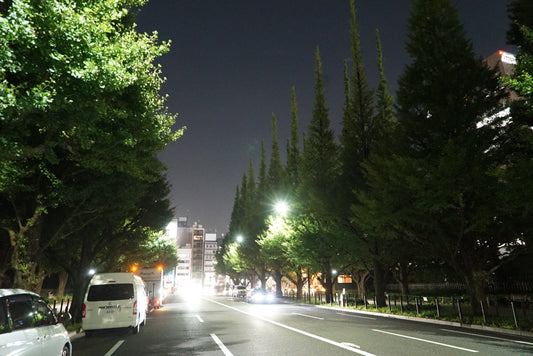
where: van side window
[87,283,134,302]
[8,297,34,330]
[0,301,10,334]
[33,299,57,326]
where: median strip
[372,329,479,352]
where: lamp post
[274,200,289,216]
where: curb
[312,303,533,338]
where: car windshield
[87,283,133,302]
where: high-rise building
[204,233,218,287]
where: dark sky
[137,0,514,233]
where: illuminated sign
[498,51,516,64]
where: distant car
[232,286,247,298]
[247,288,276,303]
[0,289,72,356]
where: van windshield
[87,283,133,302]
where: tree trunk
[56,270,68,298]
[374,258,387,308]
[398,261,409,296]
[466,271,489,316]
[294,269,305,300]
[69,268,89,323]
[274,271,283,297]
[352,271,369,298]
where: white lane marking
[104,340,124,356]
[441,329,533,345]
[206,299,376,356]
[210,334,233,356]
[292,313,324,320]
[341,342,361,349]
[372,329,479,352]
[337,313,376,320]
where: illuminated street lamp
[274,200,289,216]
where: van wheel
[131,323,141,334]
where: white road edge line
[104,340,124,356]
[337,313,376,320]
[210,334,233,356]
[291,313,324,320]
[441,329,533,345]
[342,342,361,349]
[372,329,479,352]
[206,299,376,356]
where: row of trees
[0,0,182,318]
[217,0,533,310]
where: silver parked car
[0,289,72,356]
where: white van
[82,273,148,336]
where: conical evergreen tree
[340,0,375,195]
[293,48,339,300]
[286,86,301,194]
[301,47,339,211]
[394,0,508,311]
[265,114,285,206]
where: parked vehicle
[246,288,276,303]
[0,289,72,356]
[232,286,247,298]
[82,273,148,336]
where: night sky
[137,0,515,233]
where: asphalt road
[72,296,533,356]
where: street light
[274,200,289,216]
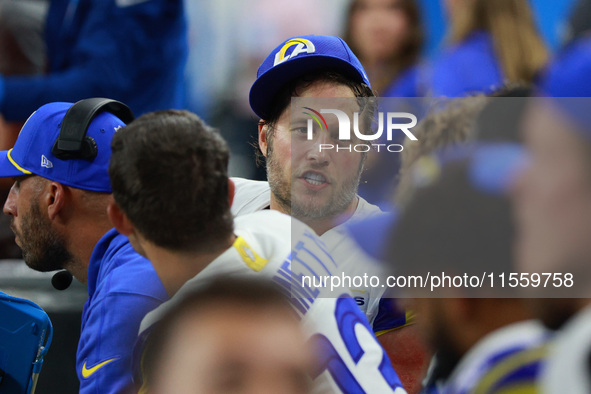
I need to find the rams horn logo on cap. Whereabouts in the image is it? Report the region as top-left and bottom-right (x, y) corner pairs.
(273, 38), (316, 66)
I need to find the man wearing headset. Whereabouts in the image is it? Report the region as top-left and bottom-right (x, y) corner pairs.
(0, 99), (168, 393)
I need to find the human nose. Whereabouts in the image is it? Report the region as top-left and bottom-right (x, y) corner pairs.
(306, 132), (336, 165)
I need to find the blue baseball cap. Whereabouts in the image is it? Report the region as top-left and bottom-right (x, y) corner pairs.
(250, 35), (371, 119)
(539, 38), (591, 138)
(0, 103), (125, 193)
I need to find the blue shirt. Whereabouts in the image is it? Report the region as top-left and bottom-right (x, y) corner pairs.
(76, 229), (168, 394)
(428, 31), (504, 97)
(0, 0), (188, 121)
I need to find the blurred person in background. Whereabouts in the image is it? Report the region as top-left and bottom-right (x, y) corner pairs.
(427, 0), (548, 97)
(344, 0), (424, 97)
(513, 37), (591, 393)
(0, 0), (49, 259)
(0, 0), (187, 122)
(108, 110), (404, 393)
(387, 144), (546, 394)
(144, 277), (315, 394)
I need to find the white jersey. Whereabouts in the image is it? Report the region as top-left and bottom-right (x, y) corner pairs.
(141, 211), (405, 393)
(232, 178), (395, 328)
(541, 306), (591, 394)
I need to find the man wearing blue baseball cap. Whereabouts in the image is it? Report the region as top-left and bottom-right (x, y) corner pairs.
(232, 35), (426, 391)
(513, 38), (591, 393)
(0, 99), (168, 393)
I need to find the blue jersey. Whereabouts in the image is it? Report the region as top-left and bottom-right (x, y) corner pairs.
(440, 321), (548, 394)
(0, 0), (188, 121)
(428, 32), (504, 97)
(76, 229), (168, 394)
(136, 210), (405, 394)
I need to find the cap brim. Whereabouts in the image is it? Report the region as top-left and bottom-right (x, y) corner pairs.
(249, 55), (364, 120)
(0, 150), (31, 178)
(347, 211), (398, 260)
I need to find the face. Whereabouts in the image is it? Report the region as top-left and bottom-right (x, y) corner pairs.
(152, 306), (311, 394)
(513, 100), (591, 278)
(263, 82), (363, 221)
(4, 176), (72, 272)
(351, 0), (410, 63)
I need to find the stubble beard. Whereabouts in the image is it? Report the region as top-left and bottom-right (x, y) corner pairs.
(267, 141), (363, 222)
(11, 201), (73, 272)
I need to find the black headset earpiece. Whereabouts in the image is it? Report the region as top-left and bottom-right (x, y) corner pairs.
(51, 98), (135, 161)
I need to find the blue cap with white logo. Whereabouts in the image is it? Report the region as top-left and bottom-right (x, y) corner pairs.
(250, 35), (371, 119)
(0, 103), (125, 193)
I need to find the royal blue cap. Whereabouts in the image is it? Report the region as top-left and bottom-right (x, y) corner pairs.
(0, 103), (125, 193)
(250, 35), (371, 119)
(540, 38), (591, 138)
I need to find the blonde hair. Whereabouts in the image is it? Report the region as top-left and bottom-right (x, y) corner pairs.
(450, 0), (549, 83)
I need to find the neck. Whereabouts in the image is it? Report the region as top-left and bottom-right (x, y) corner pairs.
(64, 218), (113, 284)
(270, 193), (359, 235)
(143, 234), (236, 297)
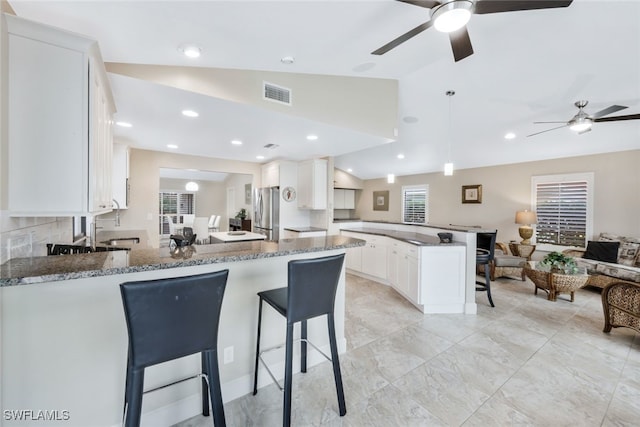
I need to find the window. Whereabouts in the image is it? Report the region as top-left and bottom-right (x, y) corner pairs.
(402, 185), (429, 224)
(158, 191), (196, 234)
(531, 173), (593, 250)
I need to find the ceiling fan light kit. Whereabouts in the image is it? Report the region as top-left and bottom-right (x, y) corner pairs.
(431, 0), (473, 33)
(371, 0), (573, 62)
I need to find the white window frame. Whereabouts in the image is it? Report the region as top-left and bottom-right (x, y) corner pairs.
(401, 184), (429, 224)
(531, 172), (595, 252)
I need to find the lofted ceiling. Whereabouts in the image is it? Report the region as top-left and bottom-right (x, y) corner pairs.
(10, 0), (640, 179)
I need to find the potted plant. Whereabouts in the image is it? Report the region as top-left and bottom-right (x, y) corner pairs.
(542, 252), (578, 274)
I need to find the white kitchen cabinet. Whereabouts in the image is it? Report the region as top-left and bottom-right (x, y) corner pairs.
(298, 159), (328, 209)
(4, 15), (115, 216)
(111, 144), (129, 209)
(333, 188), (356, 209)
(361, 234), (387, 281)
(340, 230), (365, 272)
(388, 241), (421, 304)
(261, 162), (280, 187)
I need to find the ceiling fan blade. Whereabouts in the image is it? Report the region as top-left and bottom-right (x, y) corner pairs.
(527, 124), (567, 138)
(473, 0), (573, 15)
(398, 0), (440, 9)
(591, 105), (629, 119)
(593, 114), (640, 122)
(371, 21), (432, 55)
(449, 27), (473, 62)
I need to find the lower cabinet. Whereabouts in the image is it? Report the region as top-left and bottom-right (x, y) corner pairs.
(388, 241), (422, 304)
(341, 230), (466, 313)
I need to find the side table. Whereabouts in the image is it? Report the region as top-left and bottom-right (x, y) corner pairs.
(509, 242), (536, 261)
(524, 262), (589, 302)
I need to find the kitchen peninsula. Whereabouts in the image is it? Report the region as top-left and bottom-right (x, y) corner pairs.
(0, 236), (364, 427)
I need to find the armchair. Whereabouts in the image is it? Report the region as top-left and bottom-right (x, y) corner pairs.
(602, 282), (640, 332)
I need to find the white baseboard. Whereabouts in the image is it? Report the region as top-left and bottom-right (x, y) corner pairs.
(112, 338), (347, 427)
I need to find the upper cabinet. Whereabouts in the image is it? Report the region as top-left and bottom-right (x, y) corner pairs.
(298, 159), (328, 209)
(2, 15), (115, 216)
(111, 144), (129, 209)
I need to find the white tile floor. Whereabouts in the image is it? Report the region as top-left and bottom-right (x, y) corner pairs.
(172, 275), (640, 427)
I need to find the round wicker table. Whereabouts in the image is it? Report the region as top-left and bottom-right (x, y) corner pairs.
(524, 261), (589, 302)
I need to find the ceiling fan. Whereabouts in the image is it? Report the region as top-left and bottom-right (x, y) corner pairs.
(527, 101), (640, 137)
(371, 0), (573, 62)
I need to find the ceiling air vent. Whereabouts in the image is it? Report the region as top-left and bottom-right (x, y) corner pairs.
(262, 82), (291, 105)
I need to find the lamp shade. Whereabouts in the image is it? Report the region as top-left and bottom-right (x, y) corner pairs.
(516, 210), (538, 225)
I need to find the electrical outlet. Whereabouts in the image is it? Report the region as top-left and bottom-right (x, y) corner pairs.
(224, 346), (233, 365)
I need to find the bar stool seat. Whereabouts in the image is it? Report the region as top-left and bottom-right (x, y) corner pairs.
(476, 232), (497, 307)
(120, 270), (229, 427)
(253, 254), (347, 426)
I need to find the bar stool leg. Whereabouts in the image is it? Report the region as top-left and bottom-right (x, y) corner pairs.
(300, 320), (307, 372)
(253, 298), (262, 396)
(484, 264), (495, 307)
(327, 313), (347, 416)
(204, 350), (226, 427)
(282, 322), (293, 427)
(124, 369), (144, 427)
(200, 352), (209, 417)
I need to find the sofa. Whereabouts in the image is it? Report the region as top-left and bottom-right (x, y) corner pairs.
(563, 233), (640, 288)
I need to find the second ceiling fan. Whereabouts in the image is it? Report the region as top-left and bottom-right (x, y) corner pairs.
(371, 0), (573, 62)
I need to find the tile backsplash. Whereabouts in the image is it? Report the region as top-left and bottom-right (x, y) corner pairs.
(0, 211), (73, 264)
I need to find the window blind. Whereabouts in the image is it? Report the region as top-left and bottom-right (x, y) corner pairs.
(402, 186), (428, 224)
(536, 181), (589, 247)
(158, 191), (195, 234)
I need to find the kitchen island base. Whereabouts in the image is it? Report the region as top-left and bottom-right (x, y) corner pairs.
(0, 249), (346, 427)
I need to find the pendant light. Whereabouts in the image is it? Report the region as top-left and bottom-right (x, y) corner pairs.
(444, 90), (456, 176)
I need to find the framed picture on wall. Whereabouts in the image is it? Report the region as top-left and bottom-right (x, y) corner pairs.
(373, 190), (389, 211)
(462, 185), (482, 203)
(244, 184), (251, 205)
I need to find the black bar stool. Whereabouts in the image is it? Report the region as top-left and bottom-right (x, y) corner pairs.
(476, 232), (498, 307)
(120, 270), (229, 427)
(253, 254), (347, 426)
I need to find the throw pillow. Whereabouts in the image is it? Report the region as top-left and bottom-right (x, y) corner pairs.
(583, 240), (620, 263)
(618, 237), (640, 267)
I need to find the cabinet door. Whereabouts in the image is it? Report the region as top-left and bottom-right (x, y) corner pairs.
(333, 188), (345, 209)
(89, 60), (113, 212)
(343, 190), (356, 209)
(362, 236), (387, 280)
(111, 144), (129, 209)
(298, 159), (327, 209)
(387, 243), (400, 289)
(7, 34), (88, 216)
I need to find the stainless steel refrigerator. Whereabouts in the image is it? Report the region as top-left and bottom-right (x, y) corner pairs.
(253, 187), (280, 242)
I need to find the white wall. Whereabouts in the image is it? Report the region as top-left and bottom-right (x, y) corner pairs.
(356, 150), (640, 241)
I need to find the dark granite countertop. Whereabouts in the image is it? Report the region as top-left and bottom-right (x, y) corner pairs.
(285, 227), (327, 233)
(342, 227), (466, 246)
(0, 236), (365, 286)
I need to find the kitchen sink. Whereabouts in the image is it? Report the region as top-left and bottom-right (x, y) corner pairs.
(100, 237), (140, 246)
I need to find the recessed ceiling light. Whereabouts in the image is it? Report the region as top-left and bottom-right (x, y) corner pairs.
(178, 44), (202, 58)
(182, 110), (200, 117)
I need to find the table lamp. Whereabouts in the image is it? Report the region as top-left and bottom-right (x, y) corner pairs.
(516, 210), (538, 245)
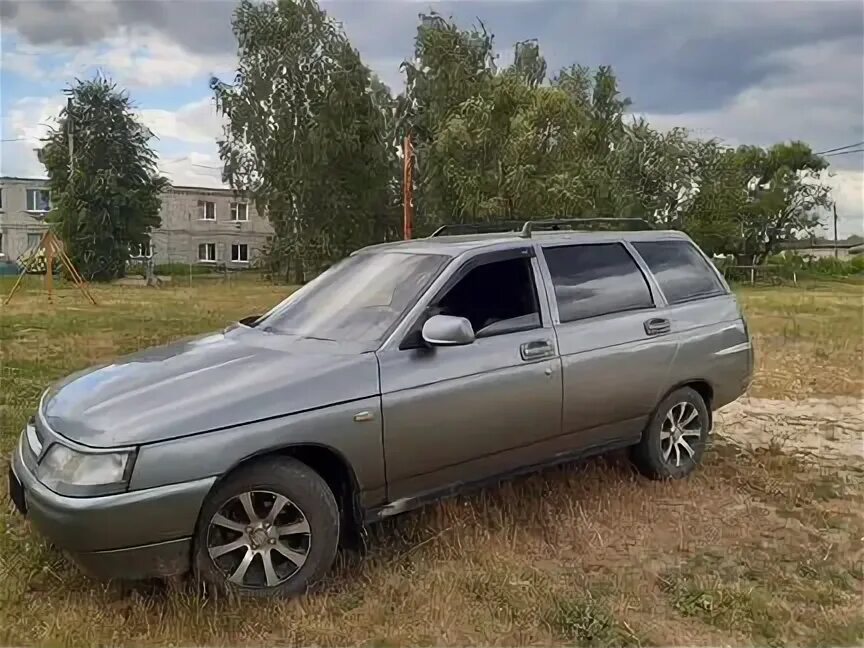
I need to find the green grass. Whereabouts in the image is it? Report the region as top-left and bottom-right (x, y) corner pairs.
(0, 277), (864, 646)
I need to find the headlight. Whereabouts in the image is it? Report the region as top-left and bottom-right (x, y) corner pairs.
(37, 443), (135, 497)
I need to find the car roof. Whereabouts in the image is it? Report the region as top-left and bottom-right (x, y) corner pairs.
(358, 230), (690, 257)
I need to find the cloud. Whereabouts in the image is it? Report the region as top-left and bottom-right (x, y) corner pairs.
(0, 0), (236, 54)
(644, 39), (864, 154)
(139, 97), (223, 144)
(822, 169), (864, 238)
(159, 153), (225, 188)
(2, 27), (235, 90)
(0, 95), (222, 187)
(0, 95), (66, 177)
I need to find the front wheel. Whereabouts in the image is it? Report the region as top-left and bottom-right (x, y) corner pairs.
(631, 387), (710, 479)
(194, 458), (339, 597)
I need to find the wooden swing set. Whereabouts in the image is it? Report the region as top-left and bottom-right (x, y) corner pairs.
(3, 229), (97, 306)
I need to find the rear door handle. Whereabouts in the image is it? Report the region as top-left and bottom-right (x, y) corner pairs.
(645, 317), (672, 335)
(519, 340), (555, 360)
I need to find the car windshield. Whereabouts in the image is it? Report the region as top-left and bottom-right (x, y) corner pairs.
(255, 252), (447, 342)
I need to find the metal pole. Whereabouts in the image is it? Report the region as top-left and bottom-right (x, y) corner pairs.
(66, 97), (75, 180)
(402, 135), (414, 240)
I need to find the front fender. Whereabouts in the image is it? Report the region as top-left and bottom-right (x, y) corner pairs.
(129, 396), (385, 506)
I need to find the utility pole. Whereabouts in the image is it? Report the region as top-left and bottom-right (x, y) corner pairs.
(402, 135), (414, 241)
(66, 97), (75, 175)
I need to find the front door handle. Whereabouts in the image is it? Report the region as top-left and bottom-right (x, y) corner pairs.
(645, 317), (672, 335)
(519, 340), (555, 360)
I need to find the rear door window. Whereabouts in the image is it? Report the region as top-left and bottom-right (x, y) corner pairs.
(633, 241), (725, 304)
(543, 243), (654, 322)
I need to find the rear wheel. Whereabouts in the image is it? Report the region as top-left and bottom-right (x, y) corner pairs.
(195, 458), (339, 597)
(631, 387), (710, 479)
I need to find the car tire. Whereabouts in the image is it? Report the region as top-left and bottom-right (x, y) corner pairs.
(630, 387), (711, 479)
(193, 458), (340, 598)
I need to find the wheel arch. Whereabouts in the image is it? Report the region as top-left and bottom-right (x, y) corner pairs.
(655, 378), (714, 429)
(199, 441), (366, 548)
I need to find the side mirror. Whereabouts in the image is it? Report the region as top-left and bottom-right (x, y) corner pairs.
(423, 315), (474, 346)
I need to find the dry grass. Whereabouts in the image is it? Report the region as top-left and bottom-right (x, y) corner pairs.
(740, 281), (864, 400)
(0, 282), (864, 646)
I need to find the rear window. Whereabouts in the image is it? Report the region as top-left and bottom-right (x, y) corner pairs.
(543, 243), (654, 322)
(633, 241), (724, 304)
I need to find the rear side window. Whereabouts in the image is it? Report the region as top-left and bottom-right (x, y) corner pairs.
(633, 241), (724, 304)
(543, 243), (654, 322)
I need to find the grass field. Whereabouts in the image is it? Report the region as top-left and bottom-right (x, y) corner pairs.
(0, 281), (864, 646)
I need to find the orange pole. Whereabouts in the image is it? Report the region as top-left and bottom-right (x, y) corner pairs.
(43, 245), (54, 302)
(402, 135), (414, 241)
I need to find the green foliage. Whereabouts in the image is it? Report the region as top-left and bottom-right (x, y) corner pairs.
(211, 0), (398, 281)
(767, 252), (864, 278)
(40, 76), (168, 281)
(211, 5), (830, 264)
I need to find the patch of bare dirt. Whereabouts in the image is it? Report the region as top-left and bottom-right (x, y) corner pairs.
(715, 396), (864, 463)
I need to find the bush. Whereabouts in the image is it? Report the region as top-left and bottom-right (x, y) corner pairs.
(767, 254), (864, 278)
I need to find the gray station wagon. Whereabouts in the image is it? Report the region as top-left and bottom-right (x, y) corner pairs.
(9, 221), (753, 596)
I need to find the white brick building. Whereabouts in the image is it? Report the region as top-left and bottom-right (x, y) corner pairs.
(0, 177), (273, 268)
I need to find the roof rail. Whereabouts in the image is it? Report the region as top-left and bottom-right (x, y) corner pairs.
(519, 218), (653, 238)
(429, 220), (525, 238)
(429, 218), (652, 238)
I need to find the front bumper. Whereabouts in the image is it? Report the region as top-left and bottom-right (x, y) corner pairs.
(9, 445), (216, 579)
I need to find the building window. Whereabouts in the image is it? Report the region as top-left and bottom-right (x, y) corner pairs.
(129, 240), (153, 259)
(27, 189), (51, 212)
(198, 243), (216, 262)
(231, 243), (249, 263)
(231, 203), (249, 221)
(198, 200), (216, 220)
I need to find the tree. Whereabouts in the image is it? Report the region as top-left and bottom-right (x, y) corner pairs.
(40, 76), (168, 281)
(733, 142), (831, 264)
(211, 0), (398, 282)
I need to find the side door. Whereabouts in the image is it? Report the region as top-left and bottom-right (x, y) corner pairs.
(542, 240), (677, 449)
(378, 247), (561, 502)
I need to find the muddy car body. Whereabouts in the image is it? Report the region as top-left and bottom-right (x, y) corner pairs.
(10, 221), (752, 596)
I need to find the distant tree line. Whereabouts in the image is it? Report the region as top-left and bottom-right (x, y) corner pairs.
(38, 0), (831, 281)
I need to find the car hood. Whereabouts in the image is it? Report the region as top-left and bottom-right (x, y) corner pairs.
(41, 326), (379, 447)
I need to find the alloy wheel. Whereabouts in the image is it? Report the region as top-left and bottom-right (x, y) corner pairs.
(660, 401), (703, 467)
(207, 490), (312, 588)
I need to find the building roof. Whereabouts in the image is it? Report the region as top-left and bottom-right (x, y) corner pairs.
(779, 239), (861, 250)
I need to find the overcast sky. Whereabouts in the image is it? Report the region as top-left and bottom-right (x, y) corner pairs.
(0, 0), (864, 234)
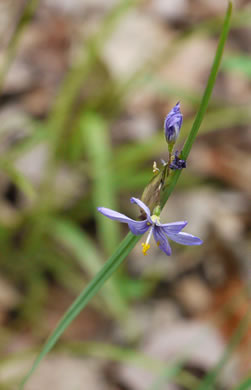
________________________________________
§ **Problem description**: Output the lines of the entries above, starting at the line that contains "I need to find the recessed" and ending at the line that contains "(182, 110), (200, 117)", both included, as a Markdown table with the columns Row and Line. Number the rows in order and leave out any blank lines.

§ **Correct result**:
| Row | Line |
|---|---|
| 1 | I need to find the recessed ceiling light. Whereabouts in the image is it? Report the region as top-left and bottom-right (x, y) corner pairs. |
| 2 | (178, 44), (202, 58) |
| 3 | (182, 110), (200, 117) |